**WHAT YOU SHOULD DO:** Locate each line in the material that contains the string "lattice", matching case, and copy those lines.

Image boundary labeling items:
· · · · · · ·

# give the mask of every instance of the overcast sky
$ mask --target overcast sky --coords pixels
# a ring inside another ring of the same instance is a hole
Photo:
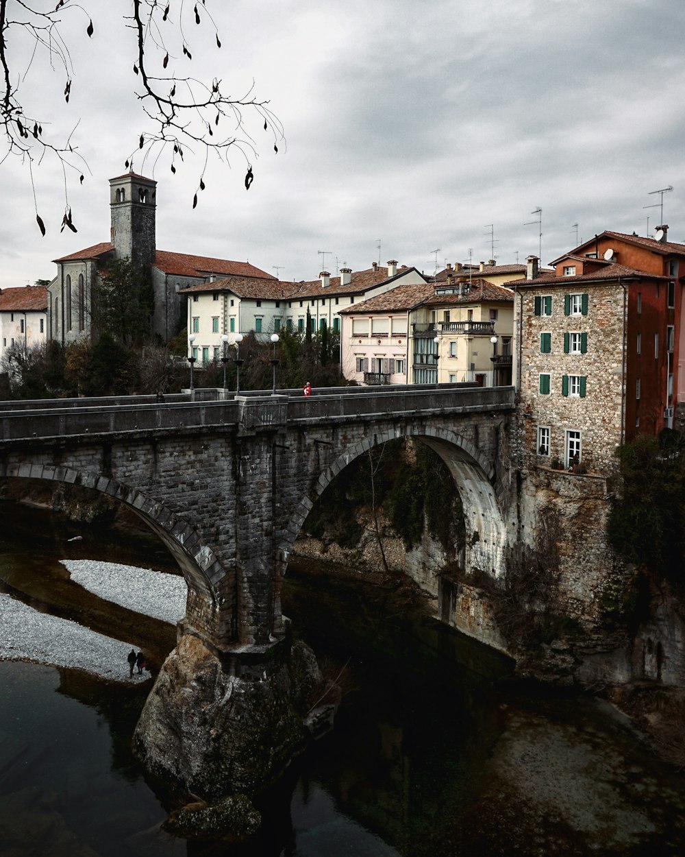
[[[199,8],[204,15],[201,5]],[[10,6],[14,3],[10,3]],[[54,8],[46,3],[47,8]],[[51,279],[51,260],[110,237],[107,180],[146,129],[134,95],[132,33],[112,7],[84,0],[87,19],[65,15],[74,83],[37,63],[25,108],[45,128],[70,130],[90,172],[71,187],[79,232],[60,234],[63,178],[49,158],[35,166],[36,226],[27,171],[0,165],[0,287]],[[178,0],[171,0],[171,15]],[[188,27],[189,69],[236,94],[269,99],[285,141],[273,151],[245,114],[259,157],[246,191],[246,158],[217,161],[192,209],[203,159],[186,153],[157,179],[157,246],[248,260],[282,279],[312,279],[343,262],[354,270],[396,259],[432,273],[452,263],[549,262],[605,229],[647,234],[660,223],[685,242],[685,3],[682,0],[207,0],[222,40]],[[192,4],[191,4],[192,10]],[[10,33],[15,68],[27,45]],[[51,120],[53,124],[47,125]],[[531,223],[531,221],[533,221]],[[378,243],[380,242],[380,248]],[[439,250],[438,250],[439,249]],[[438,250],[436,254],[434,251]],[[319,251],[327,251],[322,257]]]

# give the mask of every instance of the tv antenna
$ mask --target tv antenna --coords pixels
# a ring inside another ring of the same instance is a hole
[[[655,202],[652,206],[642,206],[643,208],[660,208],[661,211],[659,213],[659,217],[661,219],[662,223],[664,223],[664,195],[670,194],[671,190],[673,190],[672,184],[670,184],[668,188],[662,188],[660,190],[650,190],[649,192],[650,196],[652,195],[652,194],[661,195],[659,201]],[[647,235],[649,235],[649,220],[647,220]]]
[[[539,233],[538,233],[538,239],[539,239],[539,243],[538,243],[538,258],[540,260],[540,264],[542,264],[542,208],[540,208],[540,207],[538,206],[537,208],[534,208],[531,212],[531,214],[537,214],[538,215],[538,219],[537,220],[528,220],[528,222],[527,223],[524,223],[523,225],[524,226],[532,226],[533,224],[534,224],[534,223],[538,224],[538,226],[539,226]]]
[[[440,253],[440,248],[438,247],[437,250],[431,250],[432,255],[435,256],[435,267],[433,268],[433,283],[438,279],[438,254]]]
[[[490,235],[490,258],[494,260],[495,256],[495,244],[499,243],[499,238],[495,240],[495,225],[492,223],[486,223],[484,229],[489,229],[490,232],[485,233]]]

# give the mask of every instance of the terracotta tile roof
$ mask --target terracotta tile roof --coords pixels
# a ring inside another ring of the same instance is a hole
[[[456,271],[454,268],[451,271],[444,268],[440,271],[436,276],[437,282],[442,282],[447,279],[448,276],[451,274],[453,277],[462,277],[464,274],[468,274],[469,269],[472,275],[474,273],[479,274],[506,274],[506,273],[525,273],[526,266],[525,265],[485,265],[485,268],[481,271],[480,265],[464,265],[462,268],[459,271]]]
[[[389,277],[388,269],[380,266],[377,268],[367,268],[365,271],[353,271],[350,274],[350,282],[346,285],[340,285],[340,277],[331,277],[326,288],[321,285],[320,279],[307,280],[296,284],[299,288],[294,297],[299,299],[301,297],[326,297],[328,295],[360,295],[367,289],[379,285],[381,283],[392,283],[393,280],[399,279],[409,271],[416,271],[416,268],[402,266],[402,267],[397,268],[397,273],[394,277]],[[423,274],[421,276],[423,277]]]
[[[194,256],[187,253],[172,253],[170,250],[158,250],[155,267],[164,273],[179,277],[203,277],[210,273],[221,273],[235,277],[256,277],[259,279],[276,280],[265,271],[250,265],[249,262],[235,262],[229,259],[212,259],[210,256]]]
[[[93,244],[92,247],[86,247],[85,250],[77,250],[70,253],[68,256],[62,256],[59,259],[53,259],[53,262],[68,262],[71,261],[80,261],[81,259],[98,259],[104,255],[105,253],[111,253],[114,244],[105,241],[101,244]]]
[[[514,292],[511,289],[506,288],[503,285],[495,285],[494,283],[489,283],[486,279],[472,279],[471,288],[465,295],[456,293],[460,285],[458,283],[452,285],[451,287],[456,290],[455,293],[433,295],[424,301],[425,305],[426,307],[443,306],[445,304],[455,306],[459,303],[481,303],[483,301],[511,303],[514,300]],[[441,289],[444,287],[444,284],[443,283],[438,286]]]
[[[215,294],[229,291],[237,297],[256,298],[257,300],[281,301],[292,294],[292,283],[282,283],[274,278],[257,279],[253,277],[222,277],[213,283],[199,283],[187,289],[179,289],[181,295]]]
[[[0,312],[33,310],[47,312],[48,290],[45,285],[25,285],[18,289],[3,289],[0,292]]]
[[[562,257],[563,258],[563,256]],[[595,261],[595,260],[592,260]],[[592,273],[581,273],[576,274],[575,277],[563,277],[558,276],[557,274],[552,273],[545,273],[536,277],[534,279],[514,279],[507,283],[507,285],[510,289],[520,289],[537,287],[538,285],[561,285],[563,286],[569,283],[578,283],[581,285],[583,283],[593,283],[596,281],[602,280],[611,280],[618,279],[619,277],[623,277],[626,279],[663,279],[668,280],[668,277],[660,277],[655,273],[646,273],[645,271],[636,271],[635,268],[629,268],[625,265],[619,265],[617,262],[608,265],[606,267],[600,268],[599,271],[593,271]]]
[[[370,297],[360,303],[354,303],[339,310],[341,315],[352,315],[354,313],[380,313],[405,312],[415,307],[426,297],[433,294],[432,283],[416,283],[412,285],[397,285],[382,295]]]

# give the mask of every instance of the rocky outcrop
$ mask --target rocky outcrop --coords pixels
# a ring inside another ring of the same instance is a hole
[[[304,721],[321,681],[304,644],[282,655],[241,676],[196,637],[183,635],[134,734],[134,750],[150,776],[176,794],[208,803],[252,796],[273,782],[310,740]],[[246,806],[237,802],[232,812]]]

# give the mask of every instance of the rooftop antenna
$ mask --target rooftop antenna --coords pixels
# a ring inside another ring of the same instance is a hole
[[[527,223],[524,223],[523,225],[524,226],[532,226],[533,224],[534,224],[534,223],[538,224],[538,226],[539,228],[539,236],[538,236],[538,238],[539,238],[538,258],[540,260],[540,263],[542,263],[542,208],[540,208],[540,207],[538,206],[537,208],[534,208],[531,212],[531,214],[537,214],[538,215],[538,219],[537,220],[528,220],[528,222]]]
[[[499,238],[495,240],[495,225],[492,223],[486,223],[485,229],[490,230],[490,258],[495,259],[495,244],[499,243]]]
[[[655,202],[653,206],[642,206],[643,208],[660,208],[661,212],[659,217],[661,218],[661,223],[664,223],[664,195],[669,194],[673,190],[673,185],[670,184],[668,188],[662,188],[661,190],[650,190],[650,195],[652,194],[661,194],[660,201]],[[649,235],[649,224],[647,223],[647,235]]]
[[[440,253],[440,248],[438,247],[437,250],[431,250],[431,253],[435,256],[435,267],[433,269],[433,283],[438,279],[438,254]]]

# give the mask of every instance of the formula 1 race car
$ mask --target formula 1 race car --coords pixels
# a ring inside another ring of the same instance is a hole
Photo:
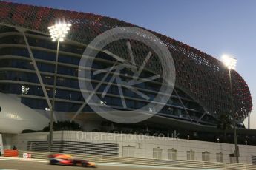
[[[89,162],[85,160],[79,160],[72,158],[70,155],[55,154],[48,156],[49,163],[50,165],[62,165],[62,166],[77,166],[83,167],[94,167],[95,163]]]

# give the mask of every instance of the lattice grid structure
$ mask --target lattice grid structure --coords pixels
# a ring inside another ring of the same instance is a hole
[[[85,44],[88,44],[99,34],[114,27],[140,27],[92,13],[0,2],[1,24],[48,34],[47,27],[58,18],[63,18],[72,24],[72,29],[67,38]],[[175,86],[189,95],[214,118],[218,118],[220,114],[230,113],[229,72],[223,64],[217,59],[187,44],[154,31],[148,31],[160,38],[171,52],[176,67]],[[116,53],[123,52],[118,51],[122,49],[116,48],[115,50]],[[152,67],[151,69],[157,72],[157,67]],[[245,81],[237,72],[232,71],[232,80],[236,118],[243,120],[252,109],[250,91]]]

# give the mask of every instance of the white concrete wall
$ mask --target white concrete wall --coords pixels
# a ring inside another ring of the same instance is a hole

· · · · · · ·

**FULL SOLUTION:**
# give the mask of every instance of the lattice grid structure
$ mask --target lattice grid structure --coords pixels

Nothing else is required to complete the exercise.